**WRITTEN INSTRUCTION:**
Rewrite all the rows below, changing every "Mark one point per instance" to "Place a single point on each instance" and keeping everything else the same.

• • • • • • •

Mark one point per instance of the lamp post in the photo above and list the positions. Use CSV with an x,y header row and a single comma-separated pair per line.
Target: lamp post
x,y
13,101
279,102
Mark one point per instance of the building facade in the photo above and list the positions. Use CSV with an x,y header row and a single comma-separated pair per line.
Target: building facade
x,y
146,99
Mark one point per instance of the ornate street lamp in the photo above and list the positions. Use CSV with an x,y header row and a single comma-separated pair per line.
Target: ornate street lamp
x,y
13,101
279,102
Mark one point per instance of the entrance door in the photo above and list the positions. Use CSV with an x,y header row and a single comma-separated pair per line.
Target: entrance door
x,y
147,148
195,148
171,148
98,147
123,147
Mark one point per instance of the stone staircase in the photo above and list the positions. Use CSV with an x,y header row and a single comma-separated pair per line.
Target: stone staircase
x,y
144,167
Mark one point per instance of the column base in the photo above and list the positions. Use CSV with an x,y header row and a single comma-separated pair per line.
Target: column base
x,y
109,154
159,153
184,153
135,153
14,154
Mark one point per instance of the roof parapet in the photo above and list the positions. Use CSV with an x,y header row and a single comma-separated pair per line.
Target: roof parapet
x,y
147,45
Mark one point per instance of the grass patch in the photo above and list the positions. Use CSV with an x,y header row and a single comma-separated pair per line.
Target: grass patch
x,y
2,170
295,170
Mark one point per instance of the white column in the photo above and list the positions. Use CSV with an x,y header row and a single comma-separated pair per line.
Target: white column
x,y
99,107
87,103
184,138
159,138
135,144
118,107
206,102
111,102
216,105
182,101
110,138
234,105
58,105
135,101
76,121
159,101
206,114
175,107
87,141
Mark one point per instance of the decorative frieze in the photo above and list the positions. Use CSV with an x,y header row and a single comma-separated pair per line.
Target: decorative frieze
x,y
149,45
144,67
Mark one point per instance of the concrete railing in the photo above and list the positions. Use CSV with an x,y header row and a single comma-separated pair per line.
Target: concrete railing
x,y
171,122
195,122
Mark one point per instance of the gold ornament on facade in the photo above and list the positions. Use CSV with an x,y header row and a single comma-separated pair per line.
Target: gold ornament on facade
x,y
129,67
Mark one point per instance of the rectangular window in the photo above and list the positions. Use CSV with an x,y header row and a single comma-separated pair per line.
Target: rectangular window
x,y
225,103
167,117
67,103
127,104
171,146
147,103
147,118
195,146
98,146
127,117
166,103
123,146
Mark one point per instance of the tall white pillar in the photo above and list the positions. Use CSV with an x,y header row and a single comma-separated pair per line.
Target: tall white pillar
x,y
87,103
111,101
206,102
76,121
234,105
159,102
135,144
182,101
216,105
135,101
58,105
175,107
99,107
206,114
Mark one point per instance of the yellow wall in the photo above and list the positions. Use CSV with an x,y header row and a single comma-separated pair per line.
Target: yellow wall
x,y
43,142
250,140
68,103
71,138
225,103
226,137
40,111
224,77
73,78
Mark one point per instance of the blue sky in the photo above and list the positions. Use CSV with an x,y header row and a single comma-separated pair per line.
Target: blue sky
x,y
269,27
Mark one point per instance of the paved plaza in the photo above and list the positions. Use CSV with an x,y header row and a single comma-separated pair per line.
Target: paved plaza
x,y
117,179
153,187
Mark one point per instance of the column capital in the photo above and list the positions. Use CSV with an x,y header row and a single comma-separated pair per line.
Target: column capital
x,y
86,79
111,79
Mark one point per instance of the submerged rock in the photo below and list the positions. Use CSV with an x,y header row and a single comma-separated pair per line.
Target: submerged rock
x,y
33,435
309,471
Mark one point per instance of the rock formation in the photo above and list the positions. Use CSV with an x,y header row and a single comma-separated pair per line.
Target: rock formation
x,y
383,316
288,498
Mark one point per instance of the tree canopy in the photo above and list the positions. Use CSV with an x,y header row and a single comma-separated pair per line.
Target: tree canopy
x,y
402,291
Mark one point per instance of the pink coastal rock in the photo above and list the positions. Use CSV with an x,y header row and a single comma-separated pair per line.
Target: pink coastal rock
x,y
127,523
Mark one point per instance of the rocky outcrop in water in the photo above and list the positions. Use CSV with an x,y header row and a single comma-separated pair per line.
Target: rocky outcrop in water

• • • • • • •

**TASK RESPONSE:**
Place a single point on each instance of the lamp post in the photo above and list the positions. Use CSV with an x,y header row and a single comma-separated pair per line.
Target: lamp post
x,y
13,101
279,102
Place a single point on each instance of the building facade in the photo above and list the positions. Use CSV with an x,y header row and a single comma-separated pair per line.
Target: building facade
x,y
146,99
Place a single point on each instance of the ornate street lamp in the photo above and list the positions. Use CSV with an x,y header row and a single comma-separated pair per line.
Target: ornate street lamp
x,y
13,101
279,102
Place a single point on each instance of the entrance door in the photo above and list the positions. Use CSV with an x,y header row and a single comma-separated pair per line.
Target: entrance door
x,y
147,148
195,148
171,148
98,147
123,147
Place a single point on each instance of the stone staircase in the photo above and list the positions. Use CSV with an x,y header row and a single comma-separated pair per line.
Target: stone staircase
x,y
144,167
Place a single point on each instance of the column base in the photo above and list the positions. Use CSV with an x,y header row and a single comma-separated pair per line.
Target: column base
x,y
109,154
159,153
184,153
135,153
14,154
Place a single point on each instance of the roof parapet in the photo above and list the positions. Use CSV with an x,y header row and a single comma-separated pair per line.
Target: roof parapet
x,y
147,45
Place a single point on each instance of the grass patch in the photo above and list the positions. Use CSV with an x,y header row and a single comma-separated pair per line.
Target: grass patch
x,y
2,170
295,170
Place a single point on each instance of the white column in the photo above and list the positions. Use CSV with an x,y header row and a single comma-separated pair per line.
Target: white column
x,y
99,107
87,103
184,138
159,138
135,144
118,107
206,102
111,102
216,105
182,101
110,138
234,105
58,105
135,101
76,121
159,101
206,114
175,107
87,141
Place a single point on each instance of the decorative frieze in the photo above and list the positions. Use CSV with an x,y header row and a single comma-separated pair per line.
Target: decorative frieze
x,y
149,45
144,67
Place a single point on each instance of the concrete railing in the photo above and list the positions. Use CSV with an x,y header row and a single comma-separated pair per line.
Target: concrete railing
x,y
171,122
195,122
Place a single point on each instance of the gold ornament on facade in the photo above and list the positions. Use CSV with an x,y header row and a single comma-separated pair per line.
Target: gold ornament on facade
x,y
129,67
Place a single point on each instance of the rectangular window in the photo above and list the positions. Use CSV with an x,y header row and a single comma-separated pair per line.
Target: rectangular window
x,y
225,103
167,117
67,103
127,104
171,146
147,103
147,118
195,146
98,146
127,117
166,103
123,146
Place a single point on each instance of the tall white pillar in the photo above and list the positions. Use CSV with an x,y header row and a single comma-separated pair per line.
Target: tall white pillar
x,y
87,103
111,101
206,102
76,121
234,105
159,102
135,144
182,101
216,105
135,101
58,105
175,107
99,107
206,114
Place a single point on each instance of the yellow wall in the photo above and list the positions. Use CSV with an x,y header row and a single comma-separated pair per line.
Target: yellow wall
x,y
43,142
250,140
68,103
71,138
225,103
226,137
40,111
224,77
73,78
Place a single point on each instance of the blue sky in the photo above and list the positions. Use CSV with an x,y header row and a single comma-separated pair per line.
Target: blue sky
x,y
269,27
Place a single point on each instance of the paved plaza in the photo above and list the positions. Use CSV with an x,y header row and a single comma-separated pair per line.
Target: paved plaza
x,y
117,179
153,187
Place a single point on each instance of the column capital in the photo above and list the positions. Use CSV with an x,y header row and a single comma-separated pair per line.
Target: column capital
x,y
86,79
111,79
Place a single point on each instance of the submerged rock in the photo below and list the positions. Use CSV with an x,y header row and a single comma-separated pair per line.
Target: submerged rock
x,y
33,435
309,471
Place a single point on each instance of the rock formation in the photo above and list the positions. Use CSV with an x,y header row and a single comma-separated pair per line.
Target: rock formation
x,y
383,316
288,498
Place a single point on each instance of the tree canopy in the photo above and list the positions. Use CSV with an x,y header row and a single comma-separated pair per line.
Target: tree canopy
x,y
402,291
Place a single point on each instance of the pink coastal rock in the photo above and list the positions. Use CSV with an x,y header row and a single comma-separated pair per line.
Target: pink coastal rock
x,y
127,523
Place a single point on each instance of the rocky outcrop in water in the photo above and list the positions. Use CSV with an x,y header row and a single comma-separated pair per line.
Target: rocky outcrop in water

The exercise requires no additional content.